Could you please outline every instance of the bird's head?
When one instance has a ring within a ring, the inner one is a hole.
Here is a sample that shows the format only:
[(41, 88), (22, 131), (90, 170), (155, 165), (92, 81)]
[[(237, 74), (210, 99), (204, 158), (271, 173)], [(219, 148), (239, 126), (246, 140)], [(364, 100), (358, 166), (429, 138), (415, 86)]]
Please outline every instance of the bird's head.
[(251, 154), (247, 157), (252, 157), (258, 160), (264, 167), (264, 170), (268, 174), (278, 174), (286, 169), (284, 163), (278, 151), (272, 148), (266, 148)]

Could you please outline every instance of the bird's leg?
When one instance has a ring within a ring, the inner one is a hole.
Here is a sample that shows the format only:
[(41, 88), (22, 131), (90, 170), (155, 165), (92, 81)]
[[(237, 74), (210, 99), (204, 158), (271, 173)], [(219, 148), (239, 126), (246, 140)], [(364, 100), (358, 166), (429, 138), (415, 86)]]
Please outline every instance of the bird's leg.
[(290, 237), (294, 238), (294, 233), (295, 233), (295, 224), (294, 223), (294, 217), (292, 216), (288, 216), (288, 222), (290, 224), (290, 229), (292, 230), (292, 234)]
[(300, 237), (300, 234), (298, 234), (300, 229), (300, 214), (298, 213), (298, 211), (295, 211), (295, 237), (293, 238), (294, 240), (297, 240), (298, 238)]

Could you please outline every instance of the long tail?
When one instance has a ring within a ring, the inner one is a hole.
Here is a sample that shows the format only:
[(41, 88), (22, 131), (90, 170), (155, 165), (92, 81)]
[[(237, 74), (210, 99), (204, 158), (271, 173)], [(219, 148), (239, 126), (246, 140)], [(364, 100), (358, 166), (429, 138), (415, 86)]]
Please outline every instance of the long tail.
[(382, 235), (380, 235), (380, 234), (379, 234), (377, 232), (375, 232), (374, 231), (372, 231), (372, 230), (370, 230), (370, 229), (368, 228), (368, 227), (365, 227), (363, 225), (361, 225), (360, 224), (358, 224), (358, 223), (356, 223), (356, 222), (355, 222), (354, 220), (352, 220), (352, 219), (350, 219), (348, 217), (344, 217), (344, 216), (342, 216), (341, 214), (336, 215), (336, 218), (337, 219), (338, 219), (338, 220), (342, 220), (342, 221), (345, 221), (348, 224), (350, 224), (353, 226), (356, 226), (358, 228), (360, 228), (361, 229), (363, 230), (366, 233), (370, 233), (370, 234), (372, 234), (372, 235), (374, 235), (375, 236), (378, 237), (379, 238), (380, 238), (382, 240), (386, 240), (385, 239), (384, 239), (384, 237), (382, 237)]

### Problem
Please return every line of the records above verbatim, in the same order and with nothing changed.

### Response below
Could you please outline every instance of the bird's head?
When one instance has a ring within a ring, the inner one is a hole.
Here is a sample that shows the format only:
[(41, 88), (22, 131), (90, 170), (155, 165), (92, 81)]
[[(237, 74), (210, 99), (204, 158), (271, 173)], [(219, 148), (239, 126), (246, 140)], [(364, 100), (358, 166), (429, 138), (415, 86)]]
Please outline every instance of the bird's head.
[(251, 154), (247, 157), (252, 157), (258, 160), (264, 167), (264, 170), (268, 174), (278, 174), (286, 169), (284, 163), (278, 151), (272, 148), (266, 148)]

Could you please outline every instance of the bird's leg?
When one instance has a ring within a ring, the inner one is a hole.
Here is a sample that shows the format only:
[(41, 88), (22, 131), (90, 170), (155, 165), (92, 81)]
[[(237, 74), (210, 99), (204, 158), (271, 173)], [(219, 148), (239, 126), (246, 140)], [(364, 100), (358, 166), (429, 138), (415, 86)]]
Please outline every instance of the bird's leg.
[(290, 237), (294, 238), (294, 233), (295, 233), (295, 224), (294, 223), (294, 217), (292, 216), (288, 216), (288, 222), (290, 224), (290, 229), (292, 230), (292, 234)]
[(300, 237), (300, 234), (298, 234), (300, 229), (300, 214), (298, 213), (298, 211), (295, 211), (295, 237), (293, 238), (294, 240), (297, 240), (298, 238)]

Could you please outline every instance of the long tail?
When one instance has a ring within a ring, the inner one is a hole.
Here is a sample that shows the format only:
[(41, 88), (22, 131), (90, 170), (155, 165), (92, 81)]
[[(237, 74), (210, 99), (204, 158), (271, 173)], [(219, 148), (239, 126), (246, 140)], [(364, 100), (358, 166), (429, 138), (415, 86)]]
Please outline every instance of the long tail.
[(382, 235), (380, 235), (380, 234), (379, 234), (377, 232), (375, 232), (374, 231), (372, 231), (372, 230), (370, 230), (370, 229), (368, 228), (368, 227), (365, 227), (363, 225), (361, 225), (360, 224), (358, 224), (358, 223), (356, 223), (356, 222), (355, 222), (354, 220), (352, 220), (352, 219), (350, 219), (348, 217), (344, 217), (344, 216), (342, 216), (341, 214), (336, 215), (336, 218), (337, 219), (338, 219), (338, 220), (342, 220), (342, 221), (345, 221), (348, 224), (350, 224), (353, 226), (356, 226), (358, 228), (360, 228), (361, 229), (363, 230), (366, 233), (370, 233), (370, 234), (372, 234), (372, 235), (374, 235), (375, 236), (378, 237), (379, 238), (380, 238), (382, 240), (386, 240), (385, 239), (384, 239), (384, 237), (382, 237)]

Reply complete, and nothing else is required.